Object outline annotations:
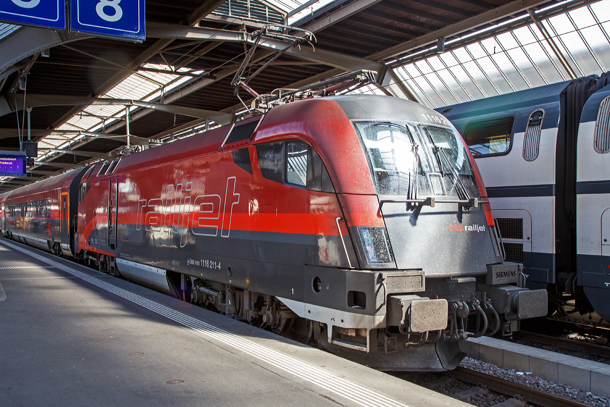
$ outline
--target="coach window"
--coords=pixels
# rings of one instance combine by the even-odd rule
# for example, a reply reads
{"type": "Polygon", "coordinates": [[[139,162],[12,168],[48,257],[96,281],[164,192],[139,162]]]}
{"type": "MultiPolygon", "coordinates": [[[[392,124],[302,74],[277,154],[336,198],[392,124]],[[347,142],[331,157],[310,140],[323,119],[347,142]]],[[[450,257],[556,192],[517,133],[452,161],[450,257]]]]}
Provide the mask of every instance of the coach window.
{"type": "Polygon", "coordinates": [[[304,143],[286,143],[286,182],[300,187],[307,184],[307,150],[304,143]]]}
{"type": "Polygon", "coordinates": [[[87,188],[87,183],[83,182],[81,184],[81,187],[79,188],[78,191],[78,203],[81,203],[82,200],[85,199],[85,193],[86,192],[85,189],[87,188]]]}
{"type": "Polygon", "coordinates": [[[511,117],[468,123],[464,131],[464,139],[475,157],[508,154],[512,140],[511,117]]]}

**DIRECTIVE:**
Output every line of the items above verbatim, but leave out the pictures.

**RESULT OF THIS EXERCISE:**
$ outline
--target="coach window"
--coords=pixels
# rings of one instance combine by the even-odd rule
# for example, a reply reads
{"type": "Polygon", "coordinates": [[[139,162],[12,168],[48,257],[96,281],[164,192],[139,162]]]}
{"type": "MultiPolygon", "coordinates": [[[[392,124],[302,74],[277,154],[336,198],[392,124]],[[347,142],[331,157],[310,140],[323,119],[347,142]]],[[[450,257],[556,192],[517,133],[452,161],[450,257]]]]}
Provide the mask of every instance of the coach window.
{"type": "Polygon", "coordinates": [[[304,143],[286,143],[286,182],[300,187],[307,184],[307,150],[304,143]]]}
{"type": "Polygon", "coordinates": [[[87,188],[87,183],[83,182],[81,184],[81,187],[79,188],[78,191],[78,203],[81,203],[82,200],[85,199],[85,193],[86,192],[85,189],[87,188]]]}
{"type": "Polygon", "coordinates": [[[511,117],[468,123],[464,131],[464,139],[475,157],[508,154],[512,140],[511,117]]]}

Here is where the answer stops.